- WHAT TO PRODUCE
In the lines below, find the one that contains "Highlight the apartment building." and write it out exactly, along with every line that follows it.

- ENTRIES PROVIDED
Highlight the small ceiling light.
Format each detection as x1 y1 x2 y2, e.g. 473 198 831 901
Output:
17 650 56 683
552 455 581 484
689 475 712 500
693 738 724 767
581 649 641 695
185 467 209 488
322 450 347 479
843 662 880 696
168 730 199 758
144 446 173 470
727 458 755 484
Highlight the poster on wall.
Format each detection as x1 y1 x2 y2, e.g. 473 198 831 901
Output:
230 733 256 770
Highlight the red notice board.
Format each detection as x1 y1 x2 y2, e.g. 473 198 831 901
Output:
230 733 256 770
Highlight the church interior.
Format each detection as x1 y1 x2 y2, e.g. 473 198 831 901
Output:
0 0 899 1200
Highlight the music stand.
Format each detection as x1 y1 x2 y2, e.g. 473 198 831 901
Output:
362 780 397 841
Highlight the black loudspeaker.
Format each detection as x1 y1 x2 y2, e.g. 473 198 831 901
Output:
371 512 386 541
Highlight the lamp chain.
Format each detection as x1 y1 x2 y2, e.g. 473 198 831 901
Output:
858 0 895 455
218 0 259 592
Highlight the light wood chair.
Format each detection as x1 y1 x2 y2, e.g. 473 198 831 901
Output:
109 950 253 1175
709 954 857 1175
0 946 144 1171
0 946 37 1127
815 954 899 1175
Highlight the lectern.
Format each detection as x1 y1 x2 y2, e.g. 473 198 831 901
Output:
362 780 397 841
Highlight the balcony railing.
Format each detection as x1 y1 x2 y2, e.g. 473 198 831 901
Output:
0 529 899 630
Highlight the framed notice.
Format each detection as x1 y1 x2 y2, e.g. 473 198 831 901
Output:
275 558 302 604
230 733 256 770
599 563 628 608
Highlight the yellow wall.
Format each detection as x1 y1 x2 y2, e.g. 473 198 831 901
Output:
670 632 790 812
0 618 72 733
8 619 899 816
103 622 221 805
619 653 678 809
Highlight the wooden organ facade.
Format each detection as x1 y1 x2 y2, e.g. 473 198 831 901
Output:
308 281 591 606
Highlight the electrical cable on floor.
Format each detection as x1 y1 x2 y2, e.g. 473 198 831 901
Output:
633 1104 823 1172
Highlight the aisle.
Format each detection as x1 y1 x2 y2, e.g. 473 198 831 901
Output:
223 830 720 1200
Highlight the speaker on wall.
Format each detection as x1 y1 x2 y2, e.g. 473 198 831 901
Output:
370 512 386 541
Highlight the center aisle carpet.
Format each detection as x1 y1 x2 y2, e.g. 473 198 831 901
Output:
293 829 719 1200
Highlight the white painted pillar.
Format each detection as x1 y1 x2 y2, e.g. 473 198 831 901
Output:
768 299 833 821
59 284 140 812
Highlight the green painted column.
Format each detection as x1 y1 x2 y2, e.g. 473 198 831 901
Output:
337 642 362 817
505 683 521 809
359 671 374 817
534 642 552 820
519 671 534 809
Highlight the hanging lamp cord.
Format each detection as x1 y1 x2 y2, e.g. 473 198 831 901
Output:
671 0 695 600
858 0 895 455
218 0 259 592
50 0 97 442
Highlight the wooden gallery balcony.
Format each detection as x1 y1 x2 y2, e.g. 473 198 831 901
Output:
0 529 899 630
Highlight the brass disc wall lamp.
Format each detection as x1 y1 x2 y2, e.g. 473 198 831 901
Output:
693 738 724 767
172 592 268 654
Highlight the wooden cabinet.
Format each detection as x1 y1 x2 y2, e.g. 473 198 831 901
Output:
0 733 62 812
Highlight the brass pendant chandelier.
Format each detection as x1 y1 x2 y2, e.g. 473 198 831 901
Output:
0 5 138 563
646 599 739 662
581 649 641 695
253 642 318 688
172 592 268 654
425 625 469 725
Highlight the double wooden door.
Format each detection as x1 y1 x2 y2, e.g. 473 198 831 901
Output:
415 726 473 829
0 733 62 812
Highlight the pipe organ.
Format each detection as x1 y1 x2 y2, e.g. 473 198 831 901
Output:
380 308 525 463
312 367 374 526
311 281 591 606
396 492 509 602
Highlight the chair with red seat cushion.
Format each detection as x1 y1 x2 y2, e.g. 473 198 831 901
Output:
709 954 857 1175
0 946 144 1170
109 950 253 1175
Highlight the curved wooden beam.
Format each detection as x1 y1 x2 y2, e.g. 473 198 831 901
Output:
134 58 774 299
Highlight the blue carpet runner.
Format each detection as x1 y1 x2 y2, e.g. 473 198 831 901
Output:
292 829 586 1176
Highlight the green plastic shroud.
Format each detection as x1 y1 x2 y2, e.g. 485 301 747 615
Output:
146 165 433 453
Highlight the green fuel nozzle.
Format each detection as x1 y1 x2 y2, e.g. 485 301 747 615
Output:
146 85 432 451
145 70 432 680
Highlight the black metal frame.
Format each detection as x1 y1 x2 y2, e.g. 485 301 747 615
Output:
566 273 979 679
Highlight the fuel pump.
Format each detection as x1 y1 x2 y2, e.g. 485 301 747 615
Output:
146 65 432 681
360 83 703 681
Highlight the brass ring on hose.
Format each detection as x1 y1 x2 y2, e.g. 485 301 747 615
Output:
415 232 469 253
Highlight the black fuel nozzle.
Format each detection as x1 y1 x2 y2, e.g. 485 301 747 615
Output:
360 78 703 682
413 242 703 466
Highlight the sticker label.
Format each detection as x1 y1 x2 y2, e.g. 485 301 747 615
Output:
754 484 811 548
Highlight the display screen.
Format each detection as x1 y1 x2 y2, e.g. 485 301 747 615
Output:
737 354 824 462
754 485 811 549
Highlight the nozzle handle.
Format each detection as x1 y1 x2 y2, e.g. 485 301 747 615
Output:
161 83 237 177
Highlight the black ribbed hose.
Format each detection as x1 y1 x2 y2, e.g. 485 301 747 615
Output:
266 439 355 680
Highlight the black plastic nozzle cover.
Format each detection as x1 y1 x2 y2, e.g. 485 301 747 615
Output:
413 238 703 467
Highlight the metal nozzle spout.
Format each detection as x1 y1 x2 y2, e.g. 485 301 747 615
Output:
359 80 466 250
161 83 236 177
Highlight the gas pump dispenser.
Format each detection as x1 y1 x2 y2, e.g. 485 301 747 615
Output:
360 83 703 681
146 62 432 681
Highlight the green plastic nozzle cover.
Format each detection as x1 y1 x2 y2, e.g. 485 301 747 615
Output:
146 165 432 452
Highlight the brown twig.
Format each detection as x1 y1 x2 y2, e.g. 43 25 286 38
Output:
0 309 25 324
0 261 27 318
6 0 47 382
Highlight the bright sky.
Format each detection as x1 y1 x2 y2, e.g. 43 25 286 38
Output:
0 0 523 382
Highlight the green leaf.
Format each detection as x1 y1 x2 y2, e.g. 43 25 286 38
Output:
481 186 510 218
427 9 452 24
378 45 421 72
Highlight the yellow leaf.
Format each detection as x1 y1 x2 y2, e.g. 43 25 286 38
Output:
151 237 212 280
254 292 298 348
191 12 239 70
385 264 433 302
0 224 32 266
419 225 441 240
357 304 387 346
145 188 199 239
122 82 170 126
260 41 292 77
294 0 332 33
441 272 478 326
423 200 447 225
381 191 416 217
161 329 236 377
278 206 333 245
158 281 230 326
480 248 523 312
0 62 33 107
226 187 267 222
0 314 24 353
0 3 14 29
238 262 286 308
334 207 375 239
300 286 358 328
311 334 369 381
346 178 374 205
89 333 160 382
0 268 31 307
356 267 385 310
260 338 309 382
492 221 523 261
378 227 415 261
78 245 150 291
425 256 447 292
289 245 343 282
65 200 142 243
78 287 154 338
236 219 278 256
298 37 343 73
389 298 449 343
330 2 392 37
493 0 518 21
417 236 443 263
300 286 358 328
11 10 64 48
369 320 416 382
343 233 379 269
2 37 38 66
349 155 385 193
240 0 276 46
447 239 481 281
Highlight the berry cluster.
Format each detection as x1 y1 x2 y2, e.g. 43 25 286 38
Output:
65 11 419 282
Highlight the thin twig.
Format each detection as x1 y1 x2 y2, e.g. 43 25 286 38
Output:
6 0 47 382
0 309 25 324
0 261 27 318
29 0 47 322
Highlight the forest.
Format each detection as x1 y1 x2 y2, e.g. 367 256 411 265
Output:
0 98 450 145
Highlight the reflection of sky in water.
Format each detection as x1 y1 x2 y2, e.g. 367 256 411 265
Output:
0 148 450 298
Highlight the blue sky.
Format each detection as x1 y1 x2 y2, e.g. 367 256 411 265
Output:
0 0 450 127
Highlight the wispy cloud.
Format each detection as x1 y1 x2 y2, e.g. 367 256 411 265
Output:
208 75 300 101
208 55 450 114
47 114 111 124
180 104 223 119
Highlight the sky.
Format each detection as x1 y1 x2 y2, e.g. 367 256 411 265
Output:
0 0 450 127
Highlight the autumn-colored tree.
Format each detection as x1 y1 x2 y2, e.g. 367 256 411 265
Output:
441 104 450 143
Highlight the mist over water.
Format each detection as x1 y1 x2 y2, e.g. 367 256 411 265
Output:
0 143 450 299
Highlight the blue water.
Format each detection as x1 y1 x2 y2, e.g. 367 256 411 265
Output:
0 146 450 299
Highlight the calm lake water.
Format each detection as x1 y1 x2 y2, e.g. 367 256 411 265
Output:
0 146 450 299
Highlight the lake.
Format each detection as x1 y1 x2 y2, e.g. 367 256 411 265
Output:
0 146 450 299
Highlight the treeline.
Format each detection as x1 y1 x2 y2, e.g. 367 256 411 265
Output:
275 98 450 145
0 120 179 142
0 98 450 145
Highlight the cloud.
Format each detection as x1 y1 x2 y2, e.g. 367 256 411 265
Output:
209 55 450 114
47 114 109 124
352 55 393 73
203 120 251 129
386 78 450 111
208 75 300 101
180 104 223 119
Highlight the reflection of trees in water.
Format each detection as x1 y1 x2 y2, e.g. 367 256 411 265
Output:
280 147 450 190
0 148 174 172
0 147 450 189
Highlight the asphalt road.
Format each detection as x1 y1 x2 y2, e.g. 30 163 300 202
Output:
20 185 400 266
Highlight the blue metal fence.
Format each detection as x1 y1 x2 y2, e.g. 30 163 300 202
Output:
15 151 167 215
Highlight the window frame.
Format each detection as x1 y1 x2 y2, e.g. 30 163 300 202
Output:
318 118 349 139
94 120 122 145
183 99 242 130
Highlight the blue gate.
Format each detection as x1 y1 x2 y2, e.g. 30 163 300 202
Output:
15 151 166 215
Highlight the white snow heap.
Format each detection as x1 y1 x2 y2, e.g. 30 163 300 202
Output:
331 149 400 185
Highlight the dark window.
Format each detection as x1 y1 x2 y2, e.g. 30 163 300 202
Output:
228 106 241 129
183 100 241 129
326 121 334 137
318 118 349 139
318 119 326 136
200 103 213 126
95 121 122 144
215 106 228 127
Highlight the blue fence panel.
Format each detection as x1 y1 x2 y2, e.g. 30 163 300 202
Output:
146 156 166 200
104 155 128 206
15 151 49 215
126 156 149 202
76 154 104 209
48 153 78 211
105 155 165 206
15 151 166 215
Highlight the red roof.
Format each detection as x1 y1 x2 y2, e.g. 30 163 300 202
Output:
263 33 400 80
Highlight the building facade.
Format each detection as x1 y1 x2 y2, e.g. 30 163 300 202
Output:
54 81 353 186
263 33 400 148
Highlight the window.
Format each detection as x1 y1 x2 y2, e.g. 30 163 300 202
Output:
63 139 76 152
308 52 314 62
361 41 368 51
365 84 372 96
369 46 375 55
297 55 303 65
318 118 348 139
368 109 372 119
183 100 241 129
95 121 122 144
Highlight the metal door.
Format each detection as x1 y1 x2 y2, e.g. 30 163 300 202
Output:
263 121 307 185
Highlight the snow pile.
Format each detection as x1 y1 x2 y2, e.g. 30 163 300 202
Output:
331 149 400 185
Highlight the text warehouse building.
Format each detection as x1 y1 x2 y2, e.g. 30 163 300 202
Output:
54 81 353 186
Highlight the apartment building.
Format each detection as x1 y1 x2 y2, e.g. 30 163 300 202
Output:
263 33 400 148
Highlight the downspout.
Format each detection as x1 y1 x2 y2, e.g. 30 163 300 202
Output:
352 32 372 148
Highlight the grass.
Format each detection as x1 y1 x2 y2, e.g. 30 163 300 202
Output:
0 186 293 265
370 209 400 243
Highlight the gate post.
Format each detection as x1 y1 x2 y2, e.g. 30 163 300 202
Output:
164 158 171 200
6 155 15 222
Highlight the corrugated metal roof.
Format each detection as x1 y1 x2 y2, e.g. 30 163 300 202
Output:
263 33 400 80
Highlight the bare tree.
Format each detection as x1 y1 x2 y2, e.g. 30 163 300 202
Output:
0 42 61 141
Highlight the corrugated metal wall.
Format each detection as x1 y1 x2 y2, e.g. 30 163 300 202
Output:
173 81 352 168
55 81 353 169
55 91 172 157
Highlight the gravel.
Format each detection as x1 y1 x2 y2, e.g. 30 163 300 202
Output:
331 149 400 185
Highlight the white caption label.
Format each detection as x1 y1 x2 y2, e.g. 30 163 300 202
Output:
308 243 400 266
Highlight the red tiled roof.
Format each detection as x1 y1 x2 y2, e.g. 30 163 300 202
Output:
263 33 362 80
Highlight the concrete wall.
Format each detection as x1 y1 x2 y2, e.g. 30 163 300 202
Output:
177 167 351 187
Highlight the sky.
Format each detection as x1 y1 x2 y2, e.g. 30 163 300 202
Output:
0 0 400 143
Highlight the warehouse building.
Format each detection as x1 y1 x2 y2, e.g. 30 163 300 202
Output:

- RESPONSE TO THE TASK
Highlight the apartment building.
Format each detection as x1 y1 x2 y2, e.g. 30 163 300 202
Output:
263 33 400 148
Highlight the downspout.
Format each detection as x1 y1 x2 y2, e.g. 30 163 300 202
Output:
352 32 372 148
Highlight the grass.
Format each detection as x1 y1 x2 y2, e.g. 30 163 300 202
Output:
0 186 293 265
370 209 400 243
Highlight the gate post.
Format each detection as x1 y1 x2 y2, e.g. 30 163 300 202
Output:
164 158 171 200
6 155 15 222
Highlight the corrugated metal roof.
Format each detection as x1 y1 x2 y2, e.g. 30 163 300 202
Output:
263 33 400 80
Highlight the bare tree.
Format each detection as x1 y1 x2 y2, e.g. 30 163 300 202
Output:
0 42 61 141
Highlight the corrugated metal wall.
Format each detection as x1 y1 x2 y2, e.g. 30 163 300 202
Output:
173 81 352 168
55 81 353 169
55 91 172 157
Highlight the gravel.
Format each detection as x1 y1 x2 y2, e.g. 30 163 300 202
Output:
331 149 400 185
Highlight the white caption label.
Format each detection as x1 y1 x2 y2, e.g. 30 163 300 202
Output:
308 243 400 266
Highlight the red tiled roof.
Format each detection as x1 y1 x2 y2, e.g. 30 163 300 202
Output:
263 33 362 80
Highlight the concrete wall.
Format each detection as x1 y1 x2 y2, e.g. 30 163 300 202
Output:
177 167 351 187
Highlight the sky.
Format each detection as x1 y1 x2 y2, e.g. 30 163 300 202
Output:
0 0 400 143
Highlight the warehouse building.
Format each detection as x1 y1 x2 y2, e.g. 30 163 300 202
Output:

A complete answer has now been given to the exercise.